[How to complete this task] All of the data, except its images, should be set down exactly as it appears.

[Region pointing data]
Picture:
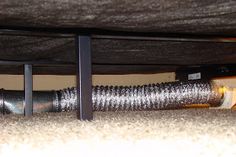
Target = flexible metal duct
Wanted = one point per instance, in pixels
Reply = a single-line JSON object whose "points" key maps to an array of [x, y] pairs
{"points": [[113, 98]]}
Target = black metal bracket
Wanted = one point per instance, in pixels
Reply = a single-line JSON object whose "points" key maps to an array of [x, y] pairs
{"points": [[28, 87], [206, 72], [84, 77]]}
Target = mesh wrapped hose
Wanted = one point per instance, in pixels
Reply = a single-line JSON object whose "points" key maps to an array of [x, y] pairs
{"points": [[146, 97], [114, 98]]}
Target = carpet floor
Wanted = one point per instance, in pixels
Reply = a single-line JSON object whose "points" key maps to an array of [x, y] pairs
{"points": [[188, 132]]}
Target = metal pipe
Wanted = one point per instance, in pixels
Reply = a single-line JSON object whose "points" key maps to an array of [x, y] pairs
{"points": [[114, 98]]}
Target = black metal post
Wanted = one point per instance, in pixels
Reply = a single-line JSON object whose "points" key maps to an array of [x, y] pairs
{"points": [[84, 78], [28, 86]]}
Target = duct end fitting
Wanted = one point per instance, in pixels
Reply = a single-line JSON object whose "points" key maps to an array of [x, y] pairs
{"points": [[229, 98]]}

[Exercise solution]
Picture:
Target = flexible metal duct
Wanted = one point per instance, in pixels
Reply = a single-line JSON object whose "points" key maps to an array of [x, y] pairs
{"points": [[113, 98]]}
Target = black metal bracket
Wanted = one point per instance, in pixels
Reply = a single-line JSON object whose "points" key maps to an array of [x, y] pairs
{"points": [[28, 87], [206, 72], [84, 77]]}
Target = mesh wrapped hose
Wanted = one point per instance, in pixels
Reply = a single-line JSON object whose "points" key maps to an array of [x, y] pairs
{"points": [[146, 97], [114, 98]]}
Target = carpet floor
Wanted = one point per instance, in pixels
Reply = a single-line JSON object whose "points" key maps to an array of [x, y] pairs
{"points": [[188, 132]]}
Target = metal pipe
Wanted = one point per instance, in pixels
Reply = a single-line JSON object whose "points" key maps to an array of [x, y] pairs
{"points": [[114, 98]]}
Target = black metal post
Wanted = one point per instance, in pixels
Reply = a single-line JSON object whose "points" key maps to an array of [x, y] pairs
{"points": [[84, 78], [28, 86]]}
Target = duct end fitting
Wanted = one point per instance, in pixels
Reply = a single-line JSON object whose "points" key maps to an array of [x, y] pairs
{"points": [[229, 98]]}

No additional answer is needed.